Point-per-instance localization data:
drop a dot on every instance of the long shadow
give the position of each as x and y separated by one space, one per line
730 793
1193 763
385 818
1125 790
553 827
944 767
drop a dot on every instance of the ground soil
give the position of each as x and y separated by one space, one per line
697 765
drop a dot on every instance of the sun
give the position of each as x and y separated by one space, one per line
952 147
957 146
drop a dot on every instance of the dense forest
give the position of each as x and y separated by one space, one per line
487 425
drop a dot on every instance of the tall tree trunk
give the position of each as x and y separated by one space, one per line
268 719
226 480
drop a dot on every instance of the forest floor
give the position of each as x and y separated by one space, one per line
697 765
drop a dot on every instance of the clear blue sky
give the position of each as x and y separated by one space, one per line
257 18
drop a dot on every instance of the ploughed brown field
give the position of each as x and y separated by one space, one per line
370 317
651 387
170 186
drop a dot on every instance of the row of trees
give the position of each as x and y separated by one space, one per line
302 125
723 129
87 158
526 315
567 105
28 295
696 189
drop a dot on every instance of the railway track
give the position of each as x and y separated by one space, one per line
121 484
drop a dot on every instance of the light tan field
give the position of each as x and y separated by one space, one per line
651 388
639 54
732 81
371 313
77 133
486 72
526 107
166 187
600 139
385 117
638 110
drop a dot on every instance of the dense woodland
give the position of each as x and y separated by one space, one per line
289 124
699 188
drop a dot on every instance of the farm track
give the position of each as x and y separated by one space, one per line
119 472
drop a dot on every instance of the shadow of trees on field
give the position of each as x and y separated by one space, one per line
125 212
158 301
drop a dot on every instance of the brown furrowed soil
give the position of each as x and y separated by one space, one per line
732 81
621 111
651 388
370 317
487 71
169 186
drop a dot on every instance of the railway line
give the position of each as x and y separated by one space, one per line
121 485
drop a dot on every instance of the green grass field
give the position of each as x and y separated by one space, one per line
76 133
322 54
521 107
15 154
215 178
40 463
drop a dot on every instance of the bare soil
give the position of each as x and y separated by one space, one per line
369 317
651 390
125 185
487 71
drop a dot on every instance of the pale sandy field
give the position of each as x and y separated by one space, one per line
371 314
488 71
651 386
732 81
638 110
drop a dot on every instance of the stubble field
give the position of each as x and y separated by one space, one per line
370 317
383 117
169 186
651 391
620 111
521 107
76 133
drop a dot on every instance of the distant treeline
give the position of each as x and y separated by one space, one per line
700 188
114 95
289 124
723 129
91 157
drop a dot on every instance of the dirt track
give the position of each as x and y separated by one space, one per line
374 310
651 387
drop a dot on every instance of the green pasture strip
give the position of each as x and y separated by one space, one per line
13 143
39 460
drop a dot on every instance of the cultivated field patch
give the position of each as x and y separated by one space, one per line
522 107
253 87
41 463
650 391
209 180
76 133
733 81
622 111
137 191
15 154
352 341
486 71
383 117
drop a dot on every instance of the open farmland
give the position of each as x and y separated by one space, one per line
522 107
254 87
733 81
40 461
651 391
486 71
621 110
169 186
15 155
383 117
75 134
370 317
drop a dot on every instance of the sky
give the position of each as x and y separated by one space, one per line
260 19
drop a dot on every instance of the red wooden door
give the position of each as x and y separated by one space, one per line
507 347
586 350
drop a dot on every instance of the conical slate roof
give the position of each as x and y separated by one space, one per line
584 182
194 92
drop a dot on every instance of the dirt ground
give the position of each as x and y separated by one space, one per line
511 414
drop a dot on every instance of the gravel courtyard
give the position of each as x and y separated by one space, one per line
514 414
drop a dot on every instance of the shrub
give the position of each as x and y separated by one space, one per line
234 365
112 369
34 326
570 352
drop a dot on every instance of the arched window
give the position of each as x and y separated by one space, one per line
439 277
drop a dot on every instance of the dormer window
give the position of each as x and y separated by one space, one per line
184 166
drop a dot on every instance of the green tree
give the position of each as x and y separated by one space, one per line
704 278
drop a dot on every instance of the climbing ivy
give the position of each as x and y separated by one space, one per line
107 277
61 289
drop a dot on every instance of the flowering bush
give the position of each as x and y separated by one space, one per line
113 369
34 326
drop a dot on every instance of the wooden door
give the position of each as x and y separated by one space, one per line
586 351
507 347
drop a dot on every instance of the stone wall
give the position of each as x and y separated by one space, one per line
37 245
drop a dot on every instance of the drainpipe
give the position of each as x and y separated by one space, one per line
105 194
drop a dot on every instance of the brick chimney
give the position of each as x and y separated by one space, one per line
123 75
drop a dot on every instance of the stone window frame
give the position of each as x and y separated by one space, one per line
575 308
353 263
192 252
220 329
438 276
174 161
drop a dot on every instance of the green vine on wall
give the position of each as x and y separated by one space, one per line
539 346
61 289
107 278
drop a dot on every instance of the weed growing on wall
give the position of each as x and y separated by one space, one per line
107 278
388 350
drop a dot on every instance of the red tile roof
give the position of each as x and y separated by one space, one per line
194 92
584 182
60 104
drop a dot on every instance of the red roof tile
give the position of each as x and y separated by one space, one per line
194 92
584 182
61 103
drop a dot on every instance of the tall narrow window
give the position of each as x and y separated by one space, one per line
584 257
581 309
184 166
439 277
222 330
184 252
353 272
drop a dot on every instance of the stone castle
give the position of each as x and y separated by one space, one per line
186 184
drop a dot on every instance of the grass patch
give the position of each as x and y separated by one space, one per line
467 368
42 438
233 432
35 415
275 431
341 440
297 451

==

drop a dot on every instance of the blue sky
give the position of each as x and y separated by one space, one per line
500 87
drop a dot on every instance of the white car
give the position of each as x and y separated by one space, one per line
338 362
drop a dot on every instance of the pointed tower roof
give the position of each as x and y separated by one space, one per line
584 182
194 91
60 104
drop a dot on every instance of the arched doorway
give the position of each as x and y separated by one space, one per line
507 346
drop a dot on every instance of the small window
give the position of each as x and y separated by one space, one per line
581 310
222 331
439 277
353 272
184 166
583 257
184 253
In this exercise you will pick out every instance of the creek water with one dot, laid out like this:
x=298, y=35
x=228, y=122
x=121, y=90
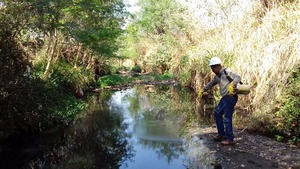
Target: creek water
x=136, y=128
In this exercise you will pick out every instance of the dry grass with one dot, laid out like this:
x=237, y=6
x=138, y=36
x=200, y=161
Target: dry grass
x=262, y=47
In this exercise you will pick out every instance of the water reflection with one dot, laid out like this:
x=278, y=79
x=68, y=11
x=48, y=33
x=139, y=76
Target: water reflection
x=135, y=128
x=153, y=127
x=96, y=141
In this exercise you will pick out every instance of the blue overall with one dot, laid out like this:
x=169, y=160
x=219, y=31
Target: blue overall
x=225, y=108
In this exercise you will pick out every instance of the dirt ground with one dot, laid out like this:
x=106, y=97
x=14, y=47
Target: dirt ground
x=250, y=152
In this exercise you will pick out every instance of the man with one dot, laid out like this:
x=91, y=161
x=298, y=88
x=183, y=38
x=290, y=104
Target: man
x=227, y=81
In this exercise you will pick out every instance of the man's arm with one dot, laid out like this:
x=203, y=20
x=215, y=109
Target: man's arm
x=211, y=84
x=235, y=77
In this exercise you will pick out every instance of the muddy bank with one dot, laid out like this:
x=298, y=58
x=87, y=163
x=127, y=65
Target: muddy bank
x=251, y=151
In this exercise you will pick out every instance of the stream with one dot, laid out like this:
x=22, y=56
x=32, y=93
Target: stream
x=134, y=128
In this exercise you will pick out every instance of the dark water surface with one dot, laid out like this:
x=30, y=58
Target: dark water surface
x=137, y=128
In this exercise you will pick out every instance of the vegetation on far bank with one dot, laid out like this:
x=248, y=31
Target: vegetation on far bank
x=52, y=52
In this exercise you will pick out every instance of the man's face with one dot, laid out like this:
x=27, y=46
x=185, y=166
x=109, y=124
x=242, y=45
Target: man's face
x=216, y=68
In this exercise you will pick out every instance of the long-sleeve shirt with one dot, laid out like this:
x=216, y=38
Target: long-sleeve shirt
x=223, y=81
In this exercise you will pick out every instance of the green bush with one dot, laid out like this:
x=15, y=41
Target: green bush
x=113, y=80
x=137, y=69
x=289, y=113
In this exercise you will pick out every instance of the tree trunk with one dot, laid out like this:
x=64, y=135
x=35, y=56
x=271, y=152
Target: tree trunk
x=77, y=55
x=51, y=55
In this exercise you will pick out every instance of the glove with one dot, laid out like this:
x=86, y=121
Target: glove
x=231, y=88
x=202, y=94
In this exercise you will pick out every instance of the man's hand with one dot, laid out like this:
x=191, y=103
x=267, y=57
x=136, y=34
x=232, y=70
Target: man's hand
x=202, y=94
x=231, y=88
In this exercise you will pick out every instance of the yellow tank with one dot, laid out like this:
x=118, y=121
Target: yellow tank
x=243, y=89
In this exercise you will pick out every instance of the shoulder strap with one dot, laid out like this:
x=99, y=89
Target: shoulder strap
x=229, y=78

--

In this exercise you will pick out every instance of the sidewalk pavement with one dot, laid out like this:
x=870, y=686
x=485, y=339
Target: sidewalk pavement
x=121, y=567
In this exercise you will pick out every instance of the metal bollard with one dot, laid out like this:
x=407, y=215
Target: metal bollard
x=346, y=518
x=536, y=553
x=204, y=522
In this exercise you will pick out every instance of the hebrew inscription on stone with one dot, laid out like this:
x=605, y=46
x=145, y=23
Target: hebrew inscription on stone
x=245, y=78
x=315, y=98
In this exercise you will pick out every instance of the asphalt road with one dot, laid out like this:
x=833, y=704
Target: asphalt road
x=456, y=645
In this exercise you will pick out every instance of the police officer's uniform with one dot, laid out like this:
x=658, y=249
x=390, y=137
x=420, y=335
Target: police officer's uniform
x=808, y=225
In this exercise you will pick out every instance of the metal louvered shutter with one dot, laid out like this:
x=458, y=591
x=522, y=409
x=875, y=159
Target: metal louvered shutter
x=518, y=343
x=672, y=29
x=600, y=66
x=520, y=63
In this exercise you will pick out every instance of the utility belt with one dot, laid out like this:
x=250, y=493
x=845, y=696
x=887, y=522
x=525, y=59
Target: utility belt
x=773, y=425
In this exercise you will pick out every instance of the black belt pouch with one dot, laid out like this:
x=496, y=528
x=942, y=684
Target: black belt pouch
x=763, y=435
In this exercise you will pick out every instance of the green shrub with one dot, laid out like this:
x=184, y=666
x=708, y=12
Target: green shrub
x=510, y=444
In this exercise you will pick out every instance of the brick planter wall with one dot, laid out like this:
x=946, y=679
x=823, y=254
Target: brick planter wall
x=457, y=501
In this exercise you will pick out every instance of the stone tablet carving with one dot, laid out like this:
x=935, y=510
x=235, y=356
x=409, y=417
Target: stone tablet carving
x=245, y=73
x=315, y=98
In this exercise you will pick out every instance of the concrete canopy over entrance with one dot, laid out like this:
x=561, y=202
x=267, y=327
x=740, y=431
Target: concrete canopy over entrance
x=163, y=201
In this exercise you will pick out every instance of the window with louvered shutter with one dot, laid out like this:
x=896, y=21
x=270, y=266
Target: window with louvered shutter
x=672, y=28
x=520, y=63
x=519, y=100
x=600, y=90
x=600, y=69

Assigned task
All lines of the data that hold "shadow" need to be copied.

Expected answer
drop a dot on every instance of the long shadow
drop a dot on every instance of the shadow of trees on field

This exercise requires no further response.